**Directive**
Rewrite the records as a JSON list of strings, one string per line, leaving out blank lines, covering from the start of the records up to and including the line with "[[114,121],[113,112],[99,116],[99,127],[110,124]]".

BEGIN Records provided

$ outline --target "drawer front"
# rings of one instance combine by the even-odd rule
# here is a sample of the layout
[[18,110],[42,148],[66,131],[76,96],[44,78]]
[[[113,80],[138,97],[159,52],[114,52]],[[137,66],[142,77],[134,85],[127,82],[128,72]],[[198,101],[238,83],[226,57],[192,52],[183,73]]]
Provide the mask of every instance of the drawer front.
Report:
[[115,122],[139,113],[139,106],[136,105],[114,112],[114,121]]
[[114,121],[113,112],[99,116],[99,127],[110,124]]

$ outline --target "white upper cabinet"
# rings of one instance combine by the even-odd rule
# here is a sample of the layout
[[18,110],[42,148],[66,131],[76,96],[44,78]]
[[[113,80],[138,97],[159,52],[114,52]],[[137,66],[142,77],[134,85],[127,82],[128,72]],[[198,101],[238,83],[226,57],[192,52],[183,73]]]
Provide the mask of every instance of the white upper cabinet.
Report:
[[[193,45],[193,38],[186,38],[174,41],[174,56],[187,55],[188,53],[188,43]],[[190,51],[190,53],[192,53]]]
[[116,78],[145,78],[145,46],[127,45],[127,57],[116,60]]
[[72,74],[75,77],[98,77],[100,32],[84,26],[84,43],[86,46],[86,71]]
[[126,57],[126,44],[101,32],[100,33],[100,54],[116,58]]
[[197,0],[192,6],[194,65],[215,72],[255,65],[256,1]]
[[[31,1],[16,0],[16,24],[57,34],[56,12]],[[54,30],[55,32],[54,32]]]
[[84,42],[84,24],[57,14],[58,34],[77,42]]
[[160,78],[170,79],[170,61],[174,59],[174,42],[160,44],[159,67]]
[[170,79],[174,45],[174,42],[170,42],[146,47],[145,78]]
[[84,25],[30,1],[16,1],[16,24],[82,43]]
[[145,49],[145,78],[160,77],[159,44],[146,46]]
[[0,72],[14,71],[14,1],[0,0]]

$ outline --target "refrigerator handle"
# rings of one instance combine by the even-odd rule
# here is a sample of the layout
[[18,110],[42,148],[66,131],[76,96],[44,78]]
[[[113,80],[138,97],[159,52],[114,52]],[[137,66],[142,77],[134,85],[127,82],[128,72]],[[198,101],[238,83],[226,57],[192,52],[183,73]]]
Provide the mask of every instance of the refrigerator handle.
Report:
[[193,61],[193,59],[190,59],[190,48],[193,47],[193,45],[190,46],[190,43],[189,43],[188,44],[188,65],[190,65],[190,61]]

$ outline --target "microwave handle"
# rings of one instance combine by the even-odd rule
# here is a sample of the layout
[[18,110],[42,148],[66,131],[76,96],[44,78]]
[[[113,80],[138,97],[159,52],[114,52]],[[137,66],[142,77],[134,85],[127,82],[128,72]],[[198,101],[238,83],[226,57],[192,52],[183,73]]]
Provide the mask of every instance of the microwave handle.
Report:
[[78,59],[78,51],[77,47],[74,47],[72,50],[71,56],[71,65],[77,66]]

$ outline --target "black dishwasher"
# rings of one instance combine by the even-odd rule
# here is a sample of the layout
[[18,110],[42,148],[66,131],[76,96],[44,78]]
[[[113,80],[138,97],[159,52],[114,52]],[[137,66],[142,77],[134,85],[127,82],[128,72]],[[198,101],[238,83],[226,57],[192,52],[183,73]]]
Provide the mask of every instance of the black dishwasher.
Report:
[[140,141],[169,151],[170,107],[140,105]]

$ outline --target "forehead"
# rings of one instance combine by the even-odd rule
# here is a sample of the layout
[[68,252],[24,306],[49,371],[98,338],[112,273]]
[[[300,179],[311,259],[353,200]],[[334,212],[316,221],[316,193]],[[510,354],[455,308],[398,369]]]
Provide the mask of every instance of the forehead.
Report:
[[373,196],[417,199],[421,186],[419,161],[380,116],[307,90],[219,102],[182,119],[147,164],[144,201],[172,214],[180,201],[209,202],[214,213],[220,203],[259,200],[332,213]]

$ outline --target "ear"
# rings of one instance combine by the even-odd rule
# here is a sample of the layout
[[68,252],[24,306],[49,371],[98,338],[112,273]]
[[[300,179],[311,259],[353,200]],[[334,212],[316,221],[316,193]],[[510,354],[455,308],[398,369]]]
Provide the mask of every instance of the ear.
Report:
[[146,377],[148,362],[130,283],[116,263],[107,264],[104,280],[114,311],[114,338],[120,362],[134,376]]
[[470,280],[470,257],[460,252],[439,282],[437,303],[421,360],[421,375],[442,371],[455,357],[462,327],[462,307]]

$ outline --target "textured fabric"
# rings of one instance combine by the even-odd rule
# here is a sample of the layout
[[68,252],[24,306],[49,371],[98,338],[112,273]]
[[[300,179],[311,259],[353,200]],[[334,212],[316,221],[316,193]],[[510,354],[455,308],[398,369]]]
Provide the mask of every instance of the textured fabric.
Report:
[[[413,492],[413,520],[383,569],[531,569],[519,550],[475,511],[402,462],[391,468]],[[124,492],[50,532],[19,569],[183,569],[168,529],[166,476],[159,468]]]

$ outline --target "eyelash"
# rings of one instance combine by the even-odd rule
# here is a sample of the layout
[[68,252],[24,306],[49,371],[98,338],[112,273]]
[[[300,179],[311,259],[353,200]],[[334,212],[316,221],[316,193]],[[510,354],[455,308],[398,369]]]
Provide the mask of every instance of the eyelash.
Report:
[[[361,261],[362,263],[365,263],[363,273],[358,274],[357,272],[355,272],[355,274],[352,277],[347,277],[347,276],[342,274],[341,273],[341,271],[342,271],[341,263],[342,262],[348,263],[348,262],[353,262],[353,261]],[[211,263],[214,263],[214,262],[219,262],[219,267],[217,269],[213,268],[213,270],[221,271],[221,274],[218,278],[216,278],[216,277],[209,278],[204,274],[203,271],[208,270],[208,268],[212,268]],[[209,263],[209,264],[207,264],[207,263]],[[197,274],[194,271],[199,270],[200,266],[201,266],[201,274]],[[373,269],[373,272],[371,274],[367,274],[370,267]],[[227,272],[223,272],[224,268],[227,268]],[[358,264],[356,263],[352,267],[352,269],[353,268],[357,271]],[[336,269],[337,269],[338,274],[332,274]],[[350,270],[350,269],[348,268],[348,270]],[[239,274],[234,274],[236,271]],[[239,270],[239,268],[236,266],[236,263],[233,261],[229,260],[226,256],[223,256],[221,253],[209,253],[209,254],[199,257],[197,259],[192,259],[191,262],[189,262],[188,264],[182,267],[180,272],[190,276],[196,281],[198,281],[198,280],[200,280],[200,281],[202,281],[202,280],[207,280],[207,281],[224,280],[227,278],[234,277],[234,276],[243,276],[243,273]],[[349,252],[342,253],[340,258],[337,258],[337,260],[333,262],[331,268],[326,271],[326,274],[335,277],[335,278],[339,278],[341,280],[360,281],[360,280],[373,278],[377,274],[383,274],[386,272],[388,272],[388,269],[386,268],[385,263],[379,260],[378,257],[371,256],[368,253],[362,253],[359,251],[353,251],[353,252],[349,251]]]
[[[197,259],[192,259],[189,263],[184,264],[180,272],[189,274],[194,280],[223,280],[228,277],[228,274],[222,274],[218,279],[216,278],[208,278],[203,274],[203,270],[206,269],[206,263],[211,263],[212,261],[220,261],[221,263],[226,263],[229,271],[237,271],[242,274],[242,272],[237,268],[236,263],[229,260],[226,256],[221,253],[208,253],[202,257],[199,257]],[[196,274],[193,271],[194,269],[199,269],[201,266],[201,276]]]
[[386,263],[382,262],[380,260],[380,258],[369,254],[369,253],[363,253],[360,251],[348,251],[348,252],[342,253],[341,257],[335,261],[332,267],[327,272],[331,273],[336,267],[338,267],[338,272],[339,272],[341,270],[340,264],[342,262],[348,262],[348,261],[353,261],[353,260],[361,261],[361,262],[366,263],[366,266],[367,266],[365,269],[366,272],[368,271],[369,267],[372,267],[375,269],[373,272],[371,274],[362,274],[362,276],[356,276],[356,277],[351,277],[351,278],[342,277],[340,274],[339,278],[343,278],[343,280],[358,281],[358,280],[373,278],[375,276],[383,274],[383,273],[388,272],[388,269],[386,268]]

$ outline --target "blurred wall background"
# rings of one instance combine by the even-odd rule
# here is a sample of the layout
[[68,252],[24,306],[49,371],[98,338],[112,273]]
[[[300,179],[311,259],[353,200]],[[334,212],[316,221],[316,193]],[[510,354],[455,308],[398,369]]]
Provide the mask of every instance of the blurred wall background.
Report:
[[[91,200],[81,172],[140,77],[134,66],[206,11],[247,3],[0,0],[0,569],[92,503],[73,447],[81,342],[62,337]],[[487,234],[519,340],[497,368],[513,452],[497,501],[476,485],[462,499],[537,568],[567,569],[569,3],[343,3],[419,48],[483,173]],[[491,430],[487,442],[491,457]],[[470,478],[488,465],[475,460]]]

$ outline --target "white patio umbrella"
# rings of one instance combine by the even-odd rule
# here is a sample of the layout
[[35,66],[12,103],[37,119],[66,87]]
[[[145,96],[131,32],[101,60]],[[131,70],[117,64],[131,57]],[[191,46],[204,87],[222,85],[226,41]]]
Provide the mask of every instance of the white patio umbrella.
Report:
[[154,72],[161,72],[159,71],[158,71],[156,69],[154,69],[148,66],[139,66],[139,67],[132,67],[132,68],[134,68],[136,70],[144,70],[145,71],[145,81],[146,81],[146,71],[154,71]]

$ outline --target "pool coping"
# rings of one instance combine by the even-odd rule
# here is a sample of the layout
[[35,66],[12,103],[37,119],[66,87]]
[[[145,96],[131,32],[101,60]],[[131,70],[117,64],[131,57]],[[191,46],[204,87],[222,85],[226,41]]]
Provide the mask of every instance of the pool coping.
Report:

END Records provided

**Complete response**
[
  "$ outline --target \"drawer front\"",
  "# rings of one instance combine by the even-odd rule",
  "# here is a sample of the layout",
  "[[18,110],[42,148],[66,131],[76,96],[44,78]]",
  "[[[113,80],[138,97],[159,52],[114,52]],[[137,66],[142,77],[134,85],[127,82],[128,72]],[[198,101],[238,83],[226,57],[192,52],[183,73]]]",
  "Provide the mask of every instance of the drawer front.",
  "Report:",
  "[[115,122],[139,113],[139,106],[136,105],[114,112],[114,121]]",
  "[[114,121],[113,112],[99,116],[99,127],[110,124]]"
]